Goals
1/ In the market note, by how much did Singapore's Q3 GDP grow from the previous year?
2/ Reproduce the market note starting with "Singapore Q3 GDP" and going on through "a slight disappointment.", swapping every "GDP" for "output".
3/ Continue the market note from its last sentence.

Text excerpt
+-------+

Another pretty quiet day in asset markets. Gold and silver continues to march upward. Flatish day in stocks and commodities with a little bit of selling in US treasuries. US dollar continues to grind lower.
Wanted to visit fixed income. We have been debating whether the QE has been fully reflected in pricing yet. We have seen some rather poor economic data the past couple days combined with very weak PPI today and yield is heading up. I am thinking maybe now the time is right to establish some tactical shorts.
I actually like shorting gilts the most – they’re backtracking on austerity and this could serve as a catalyst to push yield up in the near term.
Treasuries sell off after a lukewarm 30 year bond auction today
• We are going to continue to see yield curve steepen 10-30yr. It is widely expected that the Fed when they do QE they would not buy much bonds further out than 10 year because that is where most commercial and retail loans use as benchmarks.
Singapore Q3 GDP grows 10.3% from the previous year – but that’s actually a drastic slowdown
• Q2 GDP was +19.6% year over year. Economists had expected +10.8% for Q3 so this is a slight disappointment.
• Manufacturing saw a notable year over year decline. Manufacturing, which accounts for about a quarter of Singapore’s economy, climbed 12.1 percent from a year earlier in the three months through September, after surging a revised 46.1 percent in the second quarter.
• But keep in mind the base effect from 2009 when things were still looking dismal in Q2.

+-------+

Record excerpts

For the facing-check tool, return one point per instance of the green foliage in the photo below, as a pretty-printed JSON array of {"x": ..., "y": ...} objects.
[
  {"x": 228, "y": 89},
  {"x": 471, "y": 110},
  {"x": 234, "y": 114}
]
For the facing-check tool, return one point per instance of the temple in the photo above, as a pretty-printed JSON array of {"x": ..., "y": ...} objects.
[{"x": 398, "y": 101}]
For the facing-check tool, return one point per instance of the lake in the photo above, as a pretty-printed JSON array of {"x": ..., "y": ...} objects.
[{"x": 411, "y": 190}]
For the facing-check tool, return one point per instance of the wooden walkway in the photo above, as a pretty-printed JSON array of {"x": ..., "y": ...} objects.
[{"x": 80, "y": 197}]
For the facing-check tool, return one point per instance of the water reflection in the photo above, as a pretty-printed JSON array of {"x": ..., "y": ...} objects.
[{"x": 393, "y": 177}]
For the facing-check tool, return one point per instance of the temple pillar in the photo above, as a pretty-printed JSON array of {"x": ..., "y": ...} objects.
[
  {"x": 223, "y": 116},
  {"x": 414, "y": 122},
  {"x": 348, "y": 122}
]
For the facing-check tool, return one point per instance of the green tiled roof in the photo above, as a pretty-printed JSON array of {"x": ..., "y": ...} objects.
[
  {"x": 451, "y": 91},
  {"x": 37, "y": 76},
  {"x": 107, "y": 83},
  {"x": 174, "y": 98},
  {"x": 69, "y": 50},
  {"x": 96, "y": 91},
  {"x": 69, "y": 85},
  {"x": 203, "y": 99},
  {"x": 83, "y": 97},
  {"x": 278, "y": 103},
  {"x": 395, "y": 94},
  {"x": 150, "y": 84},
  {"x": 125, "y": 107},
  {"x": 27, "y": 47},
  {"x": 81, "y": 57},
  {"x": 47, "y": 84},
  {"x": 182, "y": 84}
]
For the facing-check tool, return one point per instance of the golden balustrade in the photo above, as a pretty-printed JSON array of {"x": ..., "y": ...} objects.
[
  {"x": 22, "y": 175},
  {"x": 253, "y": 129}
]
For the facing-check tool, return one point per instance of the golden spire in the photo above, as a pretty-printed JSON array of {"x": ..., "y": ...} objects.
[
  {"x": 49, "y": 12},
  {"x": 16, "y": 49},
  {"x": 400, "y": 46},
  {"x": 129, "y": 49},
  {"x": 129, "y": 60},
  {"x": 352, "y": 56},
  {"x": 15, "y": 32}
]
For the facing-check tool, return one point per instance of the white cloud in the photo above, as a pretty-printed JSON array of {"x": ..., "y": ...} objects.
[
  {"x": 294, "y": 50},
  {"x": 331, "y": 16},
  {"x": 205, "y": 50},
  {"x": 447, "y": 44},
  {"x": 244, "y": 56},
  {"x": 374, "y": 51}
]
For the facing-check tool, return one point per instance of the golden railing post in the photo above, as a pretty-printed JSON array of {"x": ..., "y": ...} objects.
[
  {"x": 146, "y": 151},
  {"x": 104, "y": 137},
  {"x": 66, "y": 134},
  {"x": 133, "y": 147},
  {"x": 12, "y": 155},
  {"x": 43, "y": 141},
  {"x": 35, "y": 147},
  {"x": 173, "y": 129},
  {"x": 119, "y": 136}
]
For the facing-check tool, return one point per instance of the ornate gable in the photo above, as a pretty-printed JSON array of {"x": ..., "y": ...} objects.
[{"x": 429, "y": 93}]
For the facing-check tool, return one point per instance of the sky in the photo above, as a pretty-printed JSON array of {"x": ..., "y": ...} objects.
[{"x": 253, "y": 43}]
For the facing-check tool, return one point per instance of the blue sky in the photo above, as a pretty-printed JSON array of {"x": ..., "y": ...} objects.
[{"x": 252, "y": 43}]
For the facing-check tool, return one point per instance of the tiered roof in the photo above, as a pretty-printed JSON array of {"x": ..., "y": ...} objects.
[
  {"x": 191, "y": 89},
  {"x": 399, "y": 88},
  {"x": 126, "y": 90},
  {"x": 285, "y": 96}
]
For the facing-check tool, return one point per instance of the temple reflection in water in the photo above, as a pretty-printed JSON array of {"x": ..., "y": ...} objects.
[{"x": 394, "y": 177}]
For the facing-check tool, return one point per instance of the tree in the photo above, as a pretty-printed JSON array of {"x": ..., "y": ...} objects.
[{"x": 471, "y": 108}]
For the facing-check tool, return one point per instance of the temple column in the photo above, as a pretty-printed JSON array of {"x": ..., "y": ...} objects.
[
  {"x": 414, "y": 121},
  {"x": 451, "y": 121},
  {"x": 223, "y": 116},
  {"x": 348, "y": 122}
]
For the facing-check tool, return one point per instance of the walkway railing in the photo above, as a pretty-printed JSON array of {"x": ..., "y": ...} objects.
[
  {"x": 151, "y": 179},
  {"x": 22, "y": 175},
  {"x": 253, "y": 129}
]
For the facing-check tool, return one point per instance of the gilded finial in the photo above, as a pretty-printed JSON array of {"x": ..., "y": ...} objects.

+-------+

Solved tasks
1/ 10.3%

2/
Singapore Q3 output grows 10.3% from the previous year – but that’s actually a drastic slowdown
• Q2 output was +19.6% year over year. Economists had expected +10.8% for Q3 so this is a slight disappointment.

3/
• Singapore is typically a bellwether for the region’s export outlook and it is the first to show cracks as global growth slows.
• Singapore decision to let its currency strengthen was a big surprise and stands as a major contrast versus its asian peers who are fighting tooth and nail to keep their currencies weak. Korea for example decided to not hike interest rate despite rapidly rising inflation.
US PPI surprises to the upside but it’s still very modest
• September PPI printed +0.4% and core +0.1% which translates to +4.0% overall and +1.6% core on an annual basis.
• Food prices jumped BIG. Food prices rose 1.2% overall as butter (at +17.2%, its biggest gain since November 2009), meats, chicken, and vegetables jumped.
• I can tell you : in the past couple weeks my local thai restaurants raised prices about 5-10% across the menu and today I just found the Indian takeout place near work added $1 across every item on menu. That’s 10-20% increase!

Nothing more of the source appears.